▶ **Exercise details**:
Read the data line by line and say how many lines contain the string "covered", giving the number alone.

Dataset entries:
■ ■ ■ ■ ■ ■ ■
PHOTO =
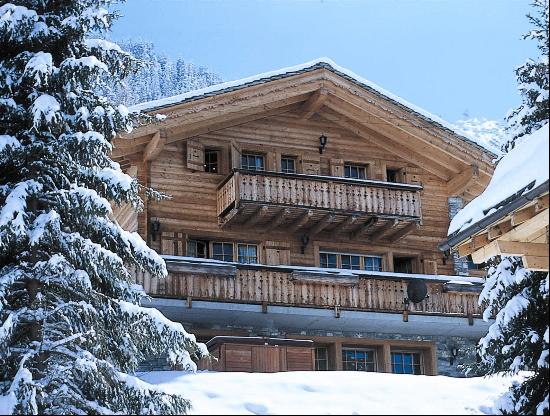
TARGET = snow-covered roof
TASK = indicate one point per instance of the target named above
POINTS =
(521, 170)
(330, 272)
(325, 63)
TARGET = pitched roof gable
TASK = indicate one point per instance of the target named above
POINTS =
(320, 63)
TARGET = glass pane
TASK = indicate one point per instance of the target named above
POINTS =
(259, 163)
(346, 262)
(192, 248)
(218, 249)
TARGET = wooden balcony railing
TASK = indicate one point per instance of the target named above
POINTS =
(333, 194)
(286, 287)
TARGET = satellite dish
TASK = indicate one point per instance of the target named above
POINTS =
(417, 291)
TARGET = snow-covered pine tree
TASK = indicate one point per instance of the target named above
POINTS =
(517, 297)
(71, 328)
(533, 80)
(160, 77)
(518, 339)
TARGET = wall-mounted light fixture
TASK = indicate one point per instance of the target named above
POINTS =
(155, 228)
(305, 240)
(454, 353)
(322, 143)
(446, 255)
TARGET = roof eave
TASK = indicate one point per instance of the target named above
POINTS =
(487, 221)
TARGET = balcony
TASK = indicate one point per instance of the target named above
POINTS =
(338, 290)
(311, 204)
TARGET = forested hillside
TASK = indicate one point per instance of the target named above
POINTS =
(161, 76)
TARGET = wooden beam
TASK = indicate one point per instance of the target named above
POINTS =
(278, 219)
(349, 221)
(399, 234)
(321, 225)
(462, 181)
(542, 203)
(509, 248)
(500, 229)
(473, 244)
(257, 216)
(300, 221)
(385, 229)
(314, 103)
(523, 215)
(433, 148)
(528, 228)
(537, 263)
(154, 147)
(361, 229)
(518, 248)
(388, 144)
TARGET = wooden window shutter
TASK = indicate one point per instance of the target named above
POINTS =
(430, 266)
(311, 165)
(235, 156)
(195, 155)
(337, 167)
(277, 253)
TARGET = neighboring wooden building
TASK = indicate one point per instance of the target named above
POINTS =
(309, 203)
(511, 216)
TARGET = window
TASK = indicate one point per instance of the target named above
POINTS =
(373, 264)
(211, 158)
(197, 248)
(358, 359)
(247, 253)
(321, 358)
(350, 261)
(393, 175)
(403, 264)
(252, 162)
(406, 363)
(328, 260)
(288, 164)
(222, 251)
(355, 171)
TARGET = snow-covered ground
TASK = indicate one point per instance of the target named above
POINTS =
(332, 392)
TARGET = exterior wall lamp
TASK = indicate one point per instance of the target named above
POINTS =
(155, 228)
(454, 354)
(322, 143)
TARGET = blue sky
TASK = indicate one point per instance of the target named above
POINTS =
(447, 56)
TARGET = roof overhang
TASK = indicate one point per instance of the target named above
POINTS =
(338, 97)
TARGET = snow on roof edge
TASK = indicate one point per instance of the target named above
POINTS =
(322, 62)
(515, 173)
(329, 271)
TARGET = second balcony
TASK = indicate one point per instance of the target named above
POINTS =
(310, 204)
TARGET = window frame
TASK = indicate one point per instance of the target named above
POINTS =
(373, 362)
(254, 155)
(210, 150)
(247, 245)
(196, 241)
(362, 262)
(398, 172)
(412, 353)
(361, 167)
(319, 360)
(294, 164)
(223, 243)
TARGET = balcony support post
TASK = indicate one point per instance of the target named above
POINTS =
(301, 221)
(385, 229)
(363, 228)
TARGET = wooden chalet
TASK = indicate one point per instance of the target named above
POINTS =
(308, 203)
(516, 225)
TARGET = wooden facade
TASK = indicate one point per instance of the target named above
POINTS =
(376, 191)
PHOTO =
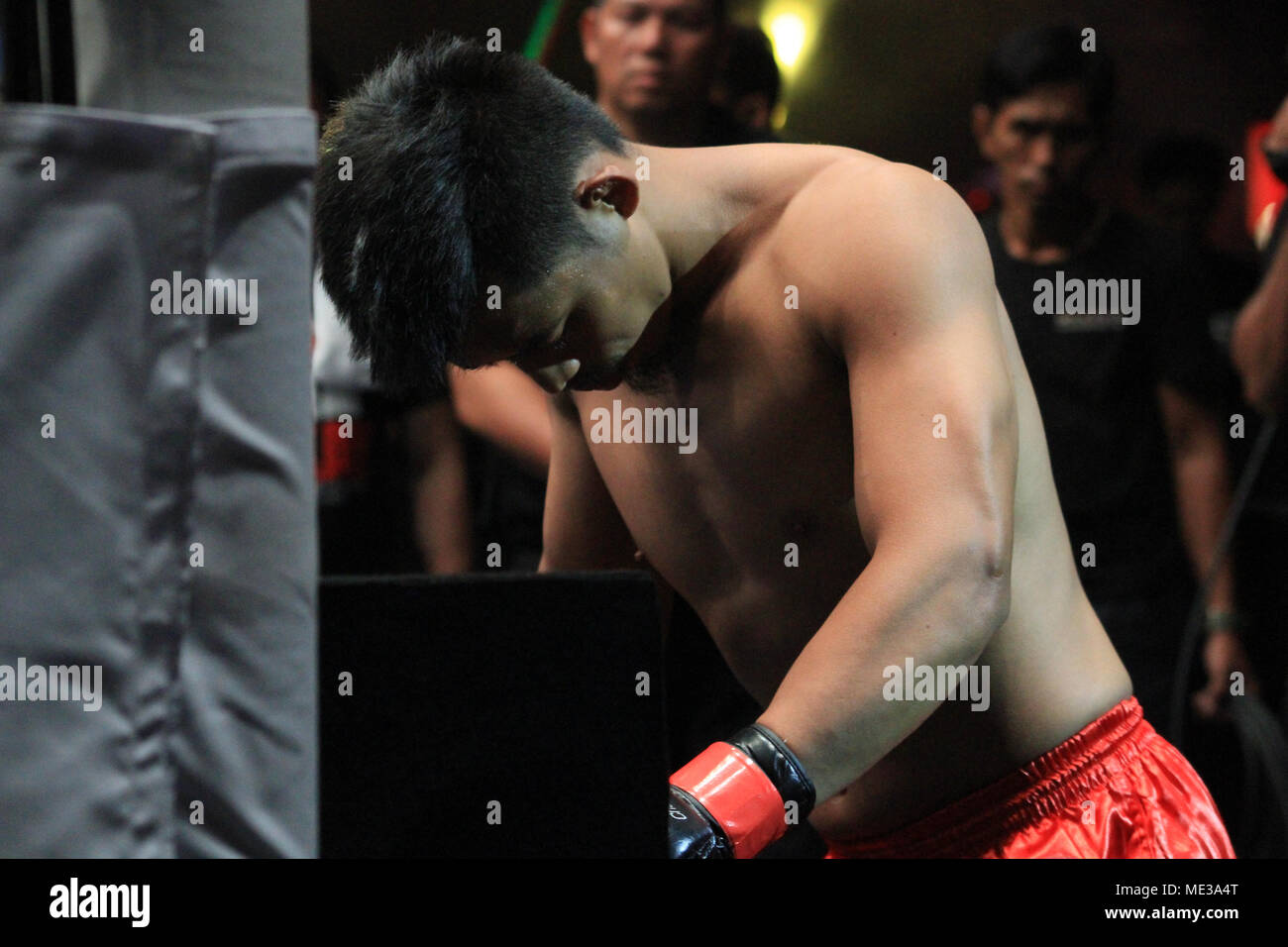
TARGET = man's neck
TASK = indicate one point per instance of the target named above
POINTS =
■ ■ ■ ■ ■ ■ ■
▶ **Answer for the task**:
3